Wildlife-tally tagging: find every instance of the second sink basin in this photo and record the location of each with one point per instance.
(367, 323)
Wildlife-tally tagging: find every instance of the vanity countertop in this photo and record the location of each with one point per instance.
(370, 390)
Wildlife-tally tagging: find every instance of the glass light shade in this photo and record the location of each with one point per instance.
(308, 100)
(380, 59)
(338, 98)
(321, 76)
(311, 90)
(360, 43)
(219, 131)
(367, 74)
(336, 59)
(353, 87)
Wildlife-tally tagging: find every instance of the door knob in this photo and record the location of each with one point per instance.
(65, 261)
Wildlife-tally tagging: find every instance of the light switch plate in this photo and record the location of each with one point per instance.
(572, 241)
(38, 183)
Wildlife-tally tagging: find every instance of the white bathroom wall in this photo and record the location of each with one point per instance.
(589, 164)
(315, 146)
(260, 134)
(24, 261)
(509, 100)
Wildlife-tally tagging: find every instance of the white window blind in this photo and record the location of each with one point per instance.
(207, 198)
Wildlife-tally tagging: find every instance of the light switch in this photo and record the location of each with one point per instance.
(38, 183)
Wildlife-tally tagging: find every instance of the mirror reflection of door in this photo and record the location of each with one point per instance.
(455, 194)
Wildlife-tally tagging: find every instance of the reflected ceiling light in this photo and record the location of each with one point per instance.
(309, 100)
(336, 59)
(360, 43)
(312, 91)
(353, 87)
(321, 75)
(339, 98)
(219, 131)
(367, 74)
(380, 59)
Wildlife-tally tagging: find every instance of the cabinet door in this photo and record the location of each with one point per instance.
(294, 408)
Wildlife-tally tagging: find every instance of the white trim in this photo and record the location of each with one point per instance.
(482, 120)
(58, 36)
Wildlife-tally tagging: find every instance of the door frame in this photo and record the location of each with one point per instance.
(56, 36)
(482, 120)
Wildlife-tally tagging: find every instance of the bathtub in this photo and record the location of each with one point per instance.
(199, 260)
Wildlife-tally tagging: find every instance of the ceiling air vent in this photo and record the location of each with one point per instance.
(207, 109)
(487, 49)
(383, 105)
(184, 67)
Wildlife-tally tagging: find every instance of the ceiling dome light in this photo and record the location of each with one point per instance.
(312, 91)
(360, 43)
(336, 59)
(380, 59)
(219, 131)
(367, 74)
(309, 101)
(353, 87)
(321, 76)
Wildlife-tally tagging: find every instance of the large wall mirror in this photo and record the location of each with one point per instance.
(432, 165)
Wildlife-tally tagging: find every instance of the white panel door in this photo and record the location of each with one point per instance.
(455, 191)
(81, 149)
...
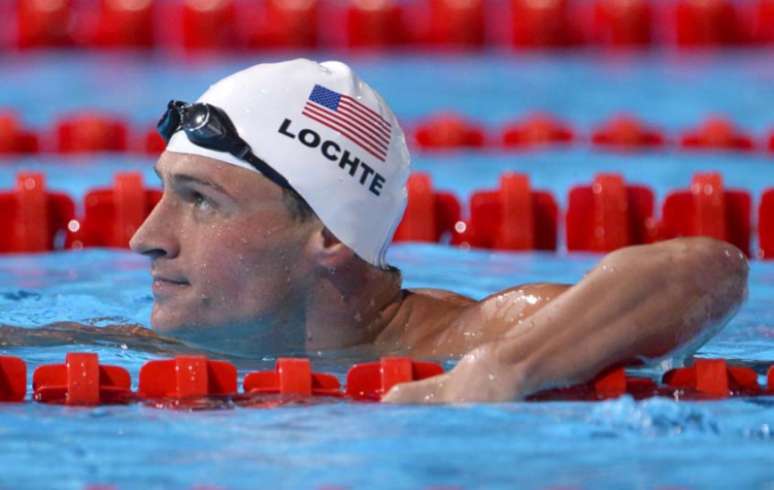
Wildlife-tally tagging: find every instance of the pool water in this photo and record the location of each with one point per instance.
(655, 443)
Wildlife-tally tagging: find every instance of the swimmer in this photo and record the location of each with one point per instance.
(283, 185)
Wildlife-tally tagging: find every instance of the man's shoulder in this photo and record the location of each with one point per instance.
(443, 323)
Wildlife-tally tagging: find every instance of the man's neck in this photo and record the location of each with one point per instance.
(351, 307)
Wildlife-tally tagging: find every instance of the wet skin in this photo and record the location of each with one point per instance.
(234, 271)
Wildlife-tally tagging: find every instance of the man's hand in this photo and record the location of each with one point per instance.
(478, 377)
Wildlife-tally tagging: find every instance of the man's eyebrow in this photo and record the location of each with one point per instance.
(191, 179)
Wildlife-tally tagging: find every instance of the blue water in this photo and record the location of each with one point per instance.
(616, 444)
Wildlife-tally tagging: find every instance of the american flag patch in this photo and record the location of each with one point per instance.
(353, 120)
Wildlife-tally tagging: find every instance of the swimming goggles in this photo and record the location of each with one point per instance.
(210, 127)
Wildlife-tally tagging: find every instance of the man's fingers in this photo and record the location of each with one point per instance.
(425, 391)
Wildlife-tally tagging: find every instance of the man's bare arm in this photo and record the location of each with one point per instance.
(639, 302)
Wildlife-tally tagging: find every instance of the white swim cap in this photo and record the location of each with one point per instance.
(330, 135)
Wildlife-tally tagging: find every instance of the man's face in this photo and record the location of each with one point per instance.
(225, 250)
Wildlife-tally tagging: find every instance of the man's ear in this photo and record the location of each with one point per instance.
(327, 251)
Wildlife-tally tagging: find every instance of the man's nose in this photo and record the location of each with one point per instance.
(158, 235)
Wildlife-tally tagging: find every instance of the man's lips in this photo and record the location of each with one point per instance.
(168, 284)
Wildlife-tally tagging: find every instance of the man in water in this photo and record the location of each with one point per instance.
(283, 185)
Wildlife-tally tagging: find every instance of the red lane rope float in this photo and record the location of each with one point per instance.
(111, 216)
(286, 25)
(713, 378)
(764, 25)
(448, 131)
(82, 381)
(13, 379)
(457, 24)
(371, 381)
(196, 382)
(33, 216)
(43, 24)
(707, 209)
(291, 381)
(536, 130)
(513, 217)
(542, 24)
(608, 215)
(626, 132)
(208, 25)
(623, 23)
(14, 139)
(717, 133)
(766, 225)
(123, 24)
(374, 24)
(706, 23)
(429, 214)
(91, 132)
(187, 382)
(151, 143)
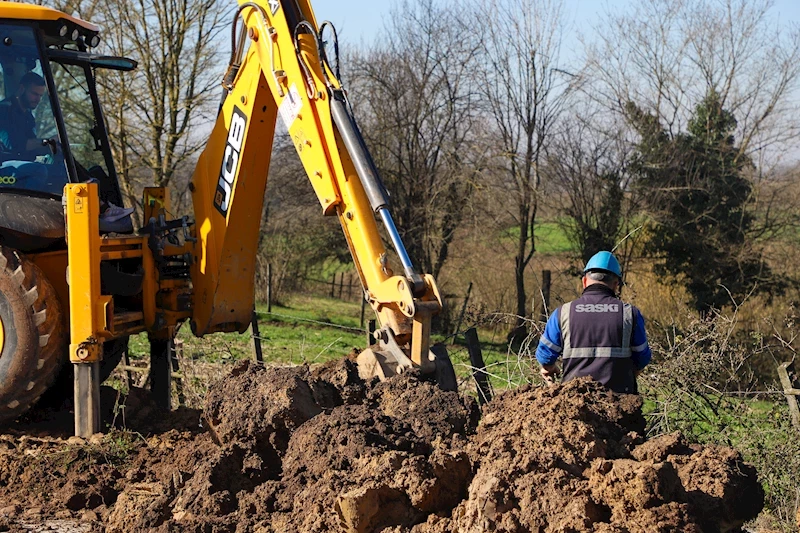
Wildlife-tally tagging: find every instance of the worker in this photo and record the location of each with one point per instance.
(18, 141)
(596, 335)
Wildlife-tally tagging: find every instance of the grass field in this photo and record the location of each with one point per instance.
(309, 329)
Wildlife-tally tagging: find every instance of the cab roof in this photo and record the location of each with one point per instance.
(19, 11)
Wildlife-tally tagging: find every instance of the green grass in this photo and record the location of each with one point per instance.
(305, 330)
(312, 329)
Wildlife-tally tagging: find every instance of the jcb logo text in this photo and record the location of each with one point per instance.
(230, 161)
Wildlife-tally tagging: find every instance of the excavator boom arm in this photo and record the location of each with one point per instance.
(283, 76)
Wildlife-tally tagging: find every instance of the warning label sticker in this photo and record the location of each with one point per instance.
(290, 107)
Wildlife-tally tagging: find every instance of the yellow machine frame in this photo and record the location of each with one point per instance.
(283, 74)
--
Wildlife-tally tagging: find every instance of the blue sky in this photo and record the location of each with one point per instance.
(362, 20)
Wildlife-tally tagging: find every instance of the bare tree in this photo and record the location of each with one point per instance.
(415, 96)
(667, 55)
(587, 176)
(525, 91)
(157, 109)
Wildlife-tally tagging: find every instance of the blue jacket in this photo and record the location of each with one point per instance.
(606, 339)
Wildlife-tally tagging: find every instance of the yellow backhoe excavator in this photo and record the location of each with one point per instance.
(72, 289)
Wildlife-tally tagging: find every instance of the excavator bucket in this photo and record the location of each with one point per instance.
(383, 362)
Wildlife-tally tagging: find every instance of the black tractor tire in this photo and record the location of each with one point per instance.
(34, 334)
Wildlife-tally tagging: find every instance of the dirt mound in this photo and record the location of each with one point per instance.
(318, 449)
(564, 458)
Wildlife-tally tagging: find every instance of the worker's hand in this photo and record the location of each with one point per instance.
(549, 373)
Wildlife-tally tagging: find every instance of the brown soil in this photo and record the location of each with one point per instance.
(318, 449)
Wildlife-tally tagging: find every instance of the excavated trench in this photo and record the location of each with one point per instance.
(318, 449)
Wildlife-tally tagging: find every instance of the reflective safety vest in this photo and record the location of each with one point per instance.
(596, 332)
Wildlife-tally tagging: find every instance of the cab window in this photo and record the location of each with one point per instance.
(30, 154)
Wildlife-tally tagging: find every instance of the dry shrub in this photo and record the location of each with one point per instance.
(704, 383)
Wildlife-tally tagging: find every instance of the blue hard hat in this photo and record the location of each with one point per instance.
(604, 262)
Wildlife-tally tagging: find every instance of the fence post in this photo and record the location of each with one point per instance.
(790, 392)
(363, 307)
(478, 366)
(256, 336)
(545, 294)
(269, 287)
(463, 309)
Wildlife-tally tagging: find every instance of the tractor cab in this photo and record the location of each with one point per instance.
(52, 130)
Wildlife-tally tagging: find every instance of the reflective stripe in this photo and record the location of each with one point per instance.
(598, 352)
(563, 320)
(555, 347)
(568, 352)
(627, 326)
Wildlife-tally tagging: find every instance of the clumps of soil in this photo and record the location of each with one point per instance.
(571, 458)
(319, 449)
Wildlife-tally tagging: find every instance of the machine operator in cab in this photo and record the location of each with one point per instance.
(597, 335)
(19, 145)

--- TO BE DONE ---
Collect every line in the records that contains the word "machine". Case counts, so match only that exact capitalization.

--- CORRECT RESPONSE ---
Wildlife-tally tagging: find every instance of the yellow machine frame in this photo and record the location of each with one point per instance.
Wildlife-tally tagging: find every instance of the machine operator in cab in this photo and record the location of each with one point per instance.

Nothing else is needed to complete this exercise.